[START]

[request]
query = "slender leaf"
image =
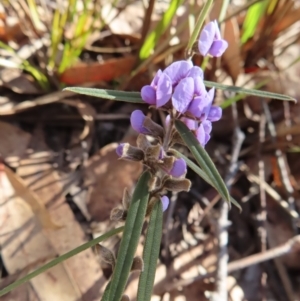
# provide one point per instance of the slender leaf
(105, 295)
(151, 252)
(254, 15)
(202, 174)
(203, 159)
(263, 94)
(163, 24)
(60, 259)
(131, 234)
(134, 97)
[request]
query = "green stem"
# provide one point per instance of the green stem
(60, 259)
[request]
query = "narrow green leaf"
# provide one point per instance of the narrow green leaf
(131, 234)
(105, 295)
(163, 24)
(203, 159)
(59, 259)
(151, 252)
(264, 94)
(202, 174)
(254, 15)
(134, 97)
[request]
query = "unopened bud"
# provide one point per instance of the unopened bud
(177, 185)
(128, 152)
(153, 152)
(106, 255)
(118, 214)
(126, 199)
(137, 264)
(125, 298)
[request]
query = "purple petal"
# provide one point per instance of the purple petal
(167, 120)
(200, 134)
(195, 72)
(215, 113)
(148, 95)
(200, 105)
(207, 138)
(218, 47)
(164, 90)
(119, 149)
(206, 38)
(183, 94)
(190, 123)
(165, 202)
(179, 168)
(217, 33)
(137, 120)
(178, 70)
(207, 126)
(156, 78)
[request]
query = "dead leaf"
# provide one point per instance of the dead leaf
(96, 72)
(14, 142)
(30, 198)
(19, 82)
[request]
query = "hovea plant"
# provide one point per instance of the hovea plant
(179, 91)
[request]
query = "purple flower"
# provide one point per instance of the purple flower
(210, 41)
(120, 149)
(190, 123)
(137, 119)
(178, 168)
(214, 114)
(160, 90)
(183, 94)
(178, 70)
(203, 132)
(201, 105)
(165, 202)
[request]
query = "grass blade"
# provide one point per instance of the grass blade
(254, 92)
(134, 97)
(59, 259)
(202, 174)
(153, 37)
(151, 252)
(131, 234)
(203, 159)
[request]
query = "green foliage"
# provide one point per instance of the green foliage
(254, 15)
(60, 259)
(153, 37)
(131, 235)
(202, 159)
(151, 253)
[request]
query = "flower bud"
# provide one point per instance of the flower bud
(128, 152)
(177, 185)
(118, 214)
(106, 255)
(165, 202)
(178, 168)
(145, 125)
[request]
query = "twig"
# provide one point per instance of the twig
(221, 277)
(292, 245)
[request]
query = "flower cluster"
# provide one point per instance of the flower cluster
(181, 87)
(180, 90)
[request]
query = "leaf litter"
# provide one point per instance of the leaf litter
(60, 177)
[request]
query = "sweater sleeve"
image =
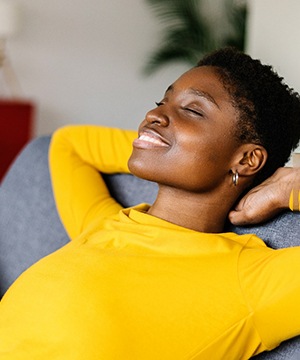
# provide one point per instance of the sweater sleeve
(77, 155)
(270, 280)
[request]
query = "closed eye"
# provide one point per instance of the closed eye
(196, 112)
(158, 103)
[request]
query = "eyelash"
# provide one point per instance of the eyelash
(194, 111)
(159, 103)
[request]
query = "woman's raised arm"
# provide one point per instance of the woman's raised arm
(77, 155)
(269, 198)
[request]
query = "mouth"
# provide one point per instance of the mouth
(150, 139)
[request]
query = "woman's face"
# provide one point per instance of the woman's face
(188, 141)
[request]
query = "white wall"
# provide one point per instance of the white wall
(82, 61)
(273, 37)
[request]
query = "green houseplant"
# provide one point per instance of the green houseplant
(188, 33)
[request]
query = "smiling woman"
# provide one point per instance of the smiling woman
(164, 281)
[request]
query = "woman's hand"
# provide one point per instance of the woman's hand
(267, 199)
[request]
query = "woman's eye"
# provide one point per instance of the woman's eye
(196, 112)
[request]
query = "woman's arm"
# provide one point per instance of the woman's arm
(77, 154)
(269, 198)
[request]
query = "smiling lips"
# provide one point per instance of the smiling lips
(149, 140)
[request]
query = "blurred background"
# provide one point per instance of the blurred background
(107, 61)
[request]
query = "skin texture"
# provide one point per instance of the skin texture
(187, 145)
(268, 199)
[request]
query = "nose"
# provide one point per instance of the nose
(157, 116)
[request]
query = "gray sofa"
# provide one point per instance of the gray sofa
(30, 227)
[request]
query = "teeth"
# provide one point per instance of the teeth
(150, 139)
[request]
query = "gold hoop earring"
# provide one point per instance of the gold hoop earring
(235, 178)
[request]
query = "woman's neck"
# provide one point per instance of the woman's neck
(200, 212)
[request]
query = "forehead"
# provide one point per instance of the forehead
(204, 79)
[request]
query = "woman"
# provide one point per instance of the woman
(163, 281)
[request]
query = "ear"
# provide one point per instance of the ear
(249, 159)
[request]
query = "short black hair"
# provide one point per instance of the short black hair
(269, 110)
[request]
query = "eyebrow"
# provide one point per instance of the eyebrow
(199, 93)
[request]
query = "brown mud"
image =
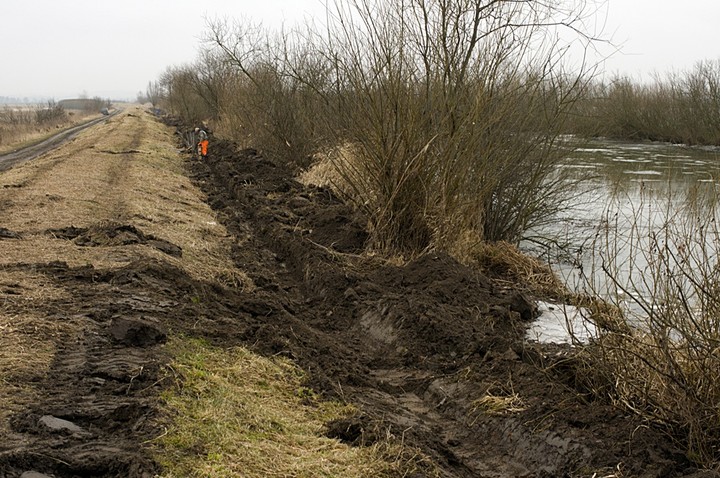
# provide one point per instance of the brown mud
(415, 347)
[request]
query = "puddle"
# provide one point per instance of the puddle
(561, 324)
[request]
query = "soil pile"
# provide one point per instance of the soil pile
(424, 349)
(431, 351)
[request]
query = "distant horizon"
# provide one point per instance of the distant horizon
(37, 99)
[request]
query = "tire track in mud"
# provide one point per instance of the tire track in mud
(415, 347)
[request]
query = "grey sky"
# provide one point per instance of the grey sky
(112, 48)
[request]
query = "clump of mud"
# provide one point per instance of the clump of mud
(431, 351)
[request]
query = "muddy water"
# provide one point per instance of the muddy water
(631, 196)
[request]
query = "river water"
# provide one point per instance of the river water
(637, 203)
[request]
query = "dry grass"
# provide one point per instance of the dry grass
(233, 413)
(505, 263)
(501, 403)
(27, 337)
(13, 137)
(238, 414)
(124, 171)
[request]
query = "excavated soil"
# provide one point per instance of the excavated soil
(416, 347)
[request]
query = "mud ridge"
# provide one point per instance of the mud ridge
(415, 347)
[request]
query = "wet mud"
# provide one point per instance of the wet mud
(416, 347)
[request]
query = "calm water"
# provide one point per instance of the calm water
(639, 200)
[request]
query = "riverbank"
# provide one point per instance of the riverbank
(131, 275)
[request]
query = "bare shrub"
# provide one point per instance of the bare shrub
(453, 124)
(661, 353)
(450, 109)
(678, 108)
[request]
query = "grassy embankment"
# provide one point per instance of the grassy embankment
(19, 129)
(223, 400)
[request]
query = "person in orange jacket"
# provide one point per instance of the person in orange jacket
(202, 143)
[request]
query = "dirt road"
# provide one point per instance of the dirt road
(109, 245)
(14, 158)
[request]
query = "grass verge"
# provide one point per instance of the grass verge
(234, 413)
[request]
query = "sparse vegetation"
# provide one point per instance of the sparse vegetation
(235, 413)
(438, 116)
(658, 354)
(678, 108)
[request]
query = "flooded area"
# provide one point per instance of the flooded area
(639, 204)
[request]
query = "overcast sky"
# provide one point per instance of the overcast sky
(112, 48)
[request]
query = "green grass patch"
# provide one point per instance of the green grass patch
(235, 413)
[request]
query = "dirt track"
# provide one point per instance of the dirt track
(106, 272)
(14, 158)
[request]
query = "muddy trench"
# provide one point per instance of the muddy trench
(415, 347)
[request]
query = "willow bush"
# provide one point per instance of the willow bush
(680, 107)
(442, 116)
(659, 353)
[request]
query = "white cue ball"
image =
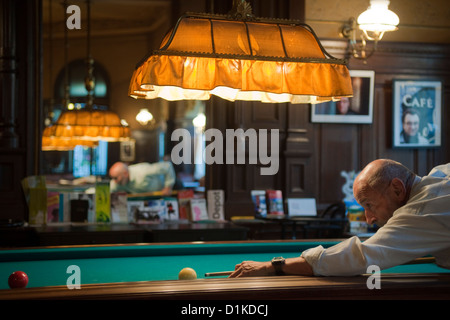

[END]

Problem description: Extract every line of the material above that contains the word "ridge".

Reply:
query = "mud ridge"
# provide one point per instance of the mud ridge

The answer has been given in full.